PASSAGE GIVEN:
• • • • • • •

I got the question from GMAT prep exam download available at http://www.mba.com site.

The question is :

The perimeter of a certain isosceles right triangle is 16 + 16 * sqrt(2). What is the length of the hypotenuse of the triangle?

Options :
(a) 8 (b) 16 (c) 4 sqrt(2) (d) 8 sqrt(2) (e) 16 sqrt(2)

As per the course material of MGMAT, for a isosceles triangle with side x, the hypotenuse shall be x*sqrt(2), for a 45-90-45 triangle.

So if the side is 16, perimeter shall be 16+16+16*sqrt(2) = 32+16 * sqrt(2). This answer is missing in the options..

Is the understanding correct ?

hitesh,
Your understanding is correct that an isosceles right triangle has sides x, x, and x(sqrt2), thus the perimeter is the sum of those sides or 2x + x(sqrt2). The problem tells us this perimeter is actually 16 + 16(sqrt2).

i handled this problem by backsolving, or testing the answer choices. I always start with answer choice C when I do this, so I know if I need to try larger or smaller answers if C does not work out. Usually the answer choices are organized in ascending order.

• • • • • • •

Excerpt from a dataset:
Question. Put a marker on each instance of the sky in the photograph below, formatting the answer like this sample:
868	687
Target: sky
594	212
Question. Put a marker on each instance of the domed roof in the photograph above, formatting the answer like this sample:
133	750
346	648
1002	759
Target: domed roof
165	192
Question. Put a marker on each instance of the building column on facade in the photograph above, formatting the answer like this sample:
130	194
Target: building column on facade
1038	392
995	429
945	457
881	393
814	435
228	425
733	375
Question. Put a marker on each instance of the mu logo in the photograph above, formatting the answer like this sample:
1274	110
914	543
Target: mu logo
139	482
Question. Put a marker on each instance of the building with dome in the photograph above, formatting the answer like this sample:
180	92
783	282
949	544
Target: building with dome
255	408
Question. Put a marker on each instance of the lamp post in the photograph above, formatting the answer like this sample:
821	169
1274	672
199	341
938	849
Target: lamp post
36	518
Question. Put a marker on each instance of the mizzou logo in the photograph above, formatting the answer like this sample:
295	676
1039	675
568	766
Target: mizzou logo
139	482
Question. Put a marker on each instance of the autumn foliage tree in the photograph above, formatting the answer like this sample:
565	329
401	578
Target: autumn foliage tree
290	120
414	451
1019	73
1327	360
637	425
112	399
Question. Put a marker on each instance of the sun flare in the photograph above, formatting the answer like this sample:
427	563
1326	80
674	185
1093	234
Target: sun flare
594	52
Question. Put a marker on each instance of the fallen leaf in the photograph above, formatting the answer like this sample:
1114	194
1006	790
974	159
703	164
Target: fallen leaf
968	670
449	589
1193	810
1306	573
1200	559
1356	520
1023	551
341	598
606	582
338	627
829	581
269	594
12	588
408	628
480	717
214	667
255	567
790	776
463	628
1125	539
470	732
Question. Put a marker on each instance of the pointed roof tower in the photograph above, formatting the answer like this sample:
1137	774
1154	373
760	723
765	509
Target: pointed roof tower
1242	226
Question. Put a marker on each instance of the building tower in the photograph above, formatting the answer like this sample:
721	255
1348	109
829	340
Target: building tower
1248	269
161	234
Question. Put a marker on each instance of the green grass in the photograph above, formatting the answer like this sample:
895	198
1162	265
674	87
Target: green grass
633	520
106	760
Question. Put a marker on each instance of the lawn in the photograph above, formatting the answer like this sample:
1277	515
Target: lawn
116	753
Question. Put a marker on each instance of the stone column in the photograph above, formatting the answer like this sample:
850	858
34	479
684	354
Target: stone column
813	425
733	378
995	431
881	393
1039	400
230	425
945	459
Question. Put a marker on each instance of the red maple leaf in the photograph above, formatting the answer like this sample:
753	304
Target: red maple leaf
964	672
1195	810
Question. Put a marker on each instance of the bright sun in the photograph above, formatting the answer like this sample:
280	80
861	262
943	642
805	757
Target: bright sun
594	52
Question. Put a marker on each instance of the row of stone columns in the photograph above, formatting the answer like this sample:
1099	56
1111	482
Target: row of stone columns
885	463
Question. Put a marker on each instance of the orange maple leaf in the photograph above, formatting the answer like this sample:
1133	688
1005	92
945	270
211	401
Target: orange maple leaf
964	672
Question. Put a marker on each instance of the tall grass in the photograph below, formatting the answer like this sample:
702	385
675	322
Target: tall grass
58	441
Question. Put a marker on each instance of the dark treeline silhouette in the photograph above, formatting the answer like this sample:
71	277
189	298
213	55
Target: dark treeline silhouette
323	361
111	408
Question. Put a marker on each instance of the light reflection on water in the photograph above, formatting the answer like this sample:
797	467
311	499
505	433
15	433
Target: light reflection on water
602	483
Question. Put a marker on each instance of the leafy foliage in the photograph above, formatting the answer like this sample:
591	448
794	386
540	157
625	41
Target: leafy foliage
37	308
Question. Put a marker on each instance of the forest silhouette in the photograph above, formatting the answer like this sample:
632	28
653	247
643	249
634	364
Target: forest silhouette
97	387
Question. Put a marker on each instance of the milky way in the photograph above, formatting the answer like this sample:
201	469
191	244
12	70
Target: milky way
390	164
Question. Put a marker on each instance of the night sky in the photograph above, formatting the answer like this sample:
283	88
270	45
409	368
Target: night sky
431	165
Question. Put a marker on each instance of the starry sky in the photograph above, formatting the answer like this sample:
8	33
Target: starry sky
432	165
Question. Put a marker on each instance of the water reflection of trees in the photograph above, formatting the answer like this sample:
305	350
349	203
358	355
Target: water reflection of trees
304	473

• • • • • • •

EXERCISE PROMPT:
In the forum thread above, why does the person who solves the problem by backsolving begin with answer choice C? Answer in one to three sentences.

RESPONSE TO THE EXERCISE:
Starting with C means that if it does not work out, they know whether they need to try larger or smaller answers next. This works because the answer choices are usually organized in ascending order.